What you will do:
1. In the mailing-list thread about replacing x86 builtins with vector extensions, why is there no _mm_cmplt_epi64 intrinsic?
2. Please output the stretch of the x86 vector-extensions thread from "VPCMP is able" through "((__gnu_inline__, __always_inline__, __artificial__))".
3. Pick up the x86 vector-extensions thread after its last line and continue it.
---------- Excerpt provided ----------
Re: [x86, 6/n] Replace builtins with vector extensions

2014-11-11 Thread Kirill Yukhin
Hello Marc, Uroš,
On 10 Nov 21:33, Uros Bizjak wrote:
 On Sun, Nov 9, 2014 at 5:26 PM, Marc Glisse marc.gli...@inria.fr wrote:
  Hello,
 
and == for integer vectors of size 128. I was surprised not to find
  _mm_cmplt_epi64 anywhere. Note that I can do the same for size 256, but not
  512, there is no corresponding intrinsic, there are only _mask versions that
  return a mask.
 
 Let's ask Kirill (CC'd) about missing intrinsics.
We have no `_mm_cmplt_epi64' intrinsic because there's no such instruction in
Intel ISA. All we have is [V]PCMP[EQ|GT] on pre-AVX-512* and VPCMP starting from
AVX-512*.
VPCMP is able to model VPCMPLT by specifiyng corresponding immediate and we
have intrinsics for that (config/i386/avx512fintrin.h):
extern __inline __mmask16
__attribute__ ((__gnu_inline__, __always_inline__, __artificial__))
_mm512_cmplt_epu32_mask (__m512i __X, __m512i __Y)

--
Thanks, K




Re: [x86, 6/n] Replace builtins with vector extensions

2014-11-11 Thread Marc Glisse

On Tue, 11 Nov 2014, Kirill Yukhin wrote:


Hello Marc, Uroš,
On 10 Nov 21:33, Uros Bizjak wrote:

On Sun, Nov 9, 2014 at 5:26 PM, Marc Glisse marc.gli...@inria.fr wrote:

Hello,

  and == for integer vectors of size 128. I was surprised not to find
_mm_cmplt_epi64 anywhere. Note that I can do the same for size 256, but not
512, there is no corresponding intrinsic, there are only _mask versions that
return a mask.


Let's ask Kirill (CC'd) about missing intrinsics.
We have no `_mm_cmplt_epi64' intrinsic because there's no such 
instruction in Intel ISA.
---------- Material shown ----------
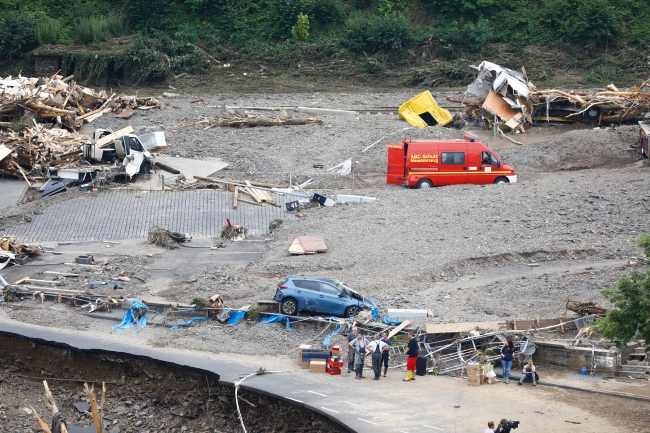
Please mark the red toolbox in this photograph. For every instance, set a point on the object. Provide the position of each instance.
(334, 364)
(333, 371)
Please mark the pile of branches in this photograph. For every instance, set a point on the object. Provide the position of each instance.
(41, 120)
(612, 105)
(246, 119)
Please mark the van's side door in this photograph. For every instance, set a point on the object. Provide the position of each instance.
(453, 164)
(395, 167)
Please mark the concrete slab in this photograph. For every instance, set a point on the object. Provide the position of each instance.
(192, 167)
(12, 190)
(429, 403)
(129, 214)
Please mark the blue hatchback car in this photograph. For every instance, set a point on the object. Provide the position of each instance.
(319, 295)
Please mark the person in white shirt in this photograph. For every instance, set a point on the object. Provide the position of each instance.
(376, 347)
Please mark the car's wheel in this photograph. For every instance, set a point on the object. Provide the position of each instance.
(352, 311)
(289, 307)
(145, 168)
(593, 113)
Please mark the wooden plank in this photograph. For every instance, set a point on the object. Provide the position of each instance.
(252, 194)
(454, 328)
(402, 325)
(256, 193)
(251, 202)
(313, 243)
(22, 280)
(104, 141)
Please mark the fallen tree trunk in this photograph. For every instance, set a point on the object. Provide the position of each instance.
(585, 308)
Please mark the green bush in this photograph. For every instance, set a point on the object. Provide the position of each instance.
(17, 35)
(98, 29)
(49, 31)
(300, 32)
(596, 22)
(372, 33)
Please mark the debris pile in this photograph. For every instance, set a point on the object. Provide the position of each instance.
(163, 238)
(41, 120)
(12, 251)
(506, 97)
----------
Exercise answers:
1. There is no such instruction in the Intel ISA.

2.
VPCMP is able to model VPCMPLT by specifiyng corresponding immediate and we
have intrinsics for that (config/i386/avx512fintrin.h):
extern __inline __mmask16
__attribute__ ((__gnu_inline__, __always_inline__, __artificial__))

3.
We have _mm_cmplt_epi32 without a corresponding instruction though ;-)
(yes, it is useless)


All we have is [V]PCMP[EQ|GT] on pre-AVX-512* and VPCMP starting from
AVX-512*.
VPCMP is able to model VPCMPLT by specifiyng corresponding immediate and we
have intrinsics for that (config/i386/avx512fintrin.h):
extern __inline __mmask16
__attribute__ ((__gnu_inline__, __always_inline__, __artificial__))
_mm512_cmplt_epu32_mask (__m512i __X, __m512i __Y)


--
Marc Glisse


Re: [x86, 6/n] Replace builtins with vector extensions

2014-11-11 Thread Kirill Yukhin
On 11 Nov 10:28, Marc Glisse wrote:
 On Tue, 11 Nov 2014, Kirill Yukhin wrote:
 
 Hello Marc, Uroš,
 On 10 Nov 21:33, Uros Bizjak wrote:
 On Sun, Nov 9, 2014 at 5:26 PM, Marc Glisse marc.gli...@inria.fr wrote:
 Hello,
 
   and == for integer vectors of size 128. I was surprised not to find
 _mm_cmplt_epi64 anywhere. Note that I can do the same for size 256, but not
 512, there is no corresponding intrinsic, there are only _mask versions 
 that
 return a mask.
 
 Let's ask Kirill (CC'd) about missing intrinsics.
 We have no `_mm_cmplt_epi64' intrinsic because there's no such
 instruction in Intel ISA.
 
 We have _mm_cmplt_epi32 without a corresponding instruction though ;-)
 (yes, it is useless)
Right, but not in official SDM [1]. I believe this extra intrinsics were added
for compatibility w/ ICC which also features it.
 
 -- 
 Marc Glisse

[1] - 
http://www.intel.com/content/dam/www/public/us/en/documents/manuals/64-ia-32-architectures-software-developer-manual-325462.pdf

--
Thanks, K


Re: [x86, 6/n] Replace builtins with vector extensions

2014-11-10 Thread Uros Bizjak
On Sun, Nov 9, 2014 at 5:26 PM, Marc Glisse marc.gli...@inria.fr wrote:
 Hello,

   and == for integer vectors of size 128. I was surprised not to find
 _mm_cmplt_epi64 anywhere. Note that I can do the same for size 256, but not
 512, there is no corresponding intrinsic, there are only _mask versions that
 return a mask.

Let's ask Kirill (CC'd) about missing intrinsics.

 For gcc-5, we should stop either after 5/n or after 7/n (avx2 version of
 6/n).

 Regtested with 5/n.

 2014-11-10  Marc Glisse  marc.gli...@inria.fr

 * config/i386/emmintrin.h (_mm_cmpeq_epi8, _mm_cmpeq_epi16,
 _mm_cmpeq_epi32, _mm_cmplt_epi8, _mm_cmplt_epi16, _mm_cmplt_epi32,
 _mm_cmpgt_epi8, _mm_cmpgt_epi16, _mm_cmpgt_epi32): Use vector
 extensions instead of builtins.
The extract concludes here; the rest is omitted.